> _PROBLEMS_
1) Based on the preg_match thread below, decide whether each statement agrees with it: (a) the test string passed to preg_match ends with a newline; (b) the second poster found the /D switch mentioned on the preg_match page at php.net; (c) the test program prints 0. Answer each with yes or no and quote the deciding words.
2) Answer these from the preg_match thread below, one per line:
(a) How many members does the site header show?
(b) What letter must be added after the pattern so that '$' means the end of the string?
(c) How many replies does the thread list?
3) In the preg_match thread below, find every sentence in the opening post's body, from "I might have found" through "Thoughts?", that contains a question mark. Quote each one in full.

By using this site, you agree to our updated Privacy Policy and our Terms of Use. Manage your Cookies Settings.
440,567 Members | 1,056 Online
Bytes IT Community
+ Ask a Question
Need help? Post your question and get tips & solutions from a community of 440,567 IT Pros & Developers. It's quick & easy.

preg_match doesn't work properly!?

P: n/a
I might have found a problem with how preg_match works though I'm not
sure.
Lets say you have a regular expression that you want to match a string
of numbers. You might write the code like this:
preg_match( '/^[0-9]+$/', $TestString );

OK everything seems fine. However, did you know if you pass the
following to preg_match: "12345\n" it will return that a match
occurred?!? Even though the newline is not a valid character in our
regular expression.

Here is the test program, *please run the program as written below*:

<?php
$TestString = "12345\n";
print preg_match( '/^[0-9]+$/', $TestString );
?>

You will find it prints 1 even though the newline character isn't a
valid part of our regular expression. What other characters I wonder
can be put in a regular expression and have the string match!? Any
ideas on this? Why is this undocumented behavior present in PHP?!?
For regular expressions to not work as expected or documented seems
like a pretty serious bug in PHP. I don't think there is a problem
with the regular expression.

Thoughts?
Jun 2 '08 #1
Share this Question
Share on Google+
13 Replies


P: n/a
I found this link about the topic:
http://blog.php-security.org/archive...h-filters.html

Apparently '$' isn't the end of the string unless you add the 'D' to
the end as in:
print preg_match( '/^[0-9]+$/D', $TestString );

The page says 'even documented in the PHP manual is that $...' however
I looked at the preg_match page on php.net and there is no mention of
this or the /D switch either. Any ideas what the author was referring
too?

I am new to PHP but I would certainly consider this a 'gotcha'
especially since it is relatively undocumented.
Jun 2 '08 #2

P: n/a
ch*****************@yahoo.com wrote:
I might have found a problem with how preg_match works though I'm not
sure.
Lets say you have a regular expression that you want to match a string
of numbers. You might write the code like this:
preg_match( '/^[0-9]+$/', $TestString );

OK everything seems fine. However, did you know if you pass the
following to preg_match: "12345\n" it will return that a match
occurred?!? Even though the newline is not a valid character in our
regular expression.

> _RECORDED DATA_
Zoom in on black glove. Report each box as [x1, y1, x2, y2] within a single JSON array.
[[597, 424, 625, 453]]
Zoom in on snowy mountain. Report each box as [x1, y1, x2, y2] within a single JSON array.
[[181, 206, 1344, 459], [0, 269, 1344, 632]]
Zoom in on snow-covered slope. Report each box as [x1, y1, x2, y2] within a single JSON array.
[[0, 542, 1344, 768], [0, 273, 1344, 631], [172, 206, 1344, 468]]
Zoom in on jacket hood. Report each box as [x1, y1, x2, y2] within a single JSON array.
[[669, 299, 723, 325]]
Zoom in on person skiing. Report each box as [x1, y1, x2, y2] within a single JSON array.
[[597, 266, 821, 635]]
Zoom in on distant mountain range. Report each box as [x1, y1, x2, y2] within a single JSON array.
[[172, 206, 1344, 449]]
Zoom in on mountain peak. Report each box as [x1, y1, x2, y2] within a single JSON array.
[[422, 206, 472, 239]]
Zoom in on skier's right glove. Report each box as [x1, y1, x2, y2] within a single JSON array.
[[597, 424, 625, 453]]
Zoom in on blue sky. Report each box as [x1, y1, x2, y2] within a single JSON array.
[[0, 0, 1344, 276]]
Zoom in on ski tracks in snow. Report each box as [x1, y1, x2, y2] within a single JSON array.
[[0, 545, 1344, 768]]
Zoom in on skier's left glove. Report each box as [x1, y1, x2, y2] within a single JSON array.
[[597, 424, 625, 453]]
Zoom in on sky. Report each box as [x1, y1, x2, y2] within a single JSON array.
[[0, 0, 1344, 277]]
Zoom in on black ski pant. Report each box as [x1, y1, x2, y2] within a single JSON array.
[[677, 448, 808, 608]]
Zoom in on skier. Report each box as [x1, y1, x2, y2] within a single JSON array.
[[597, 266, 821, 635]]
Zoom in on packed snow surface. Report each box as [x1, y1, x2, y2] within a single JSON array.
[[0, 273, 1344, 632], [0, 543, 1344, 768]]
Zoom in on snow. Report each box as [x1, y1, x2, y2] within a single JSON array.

> _SOLUTIONS TO EACH TASK_
1)
(a) Yes: "$TestString = "12345\n";"
(b) No: "there is no mention of this or the /D switch either"
(c) No: "You will find it prints 1"

2)
(a) 440,567
(b) D
(c) 13

3)
1. "However, did you know if you pass the following to preg_match: "12345\n" it will return that a match occurred?!?"
2. "What other characters I wonder can be put in a regular expression and have the string match!?"
3. "Any ideas on this?"
4. "Why is this undocumented behavior present in PHP?!?"
5. "Thoughts?"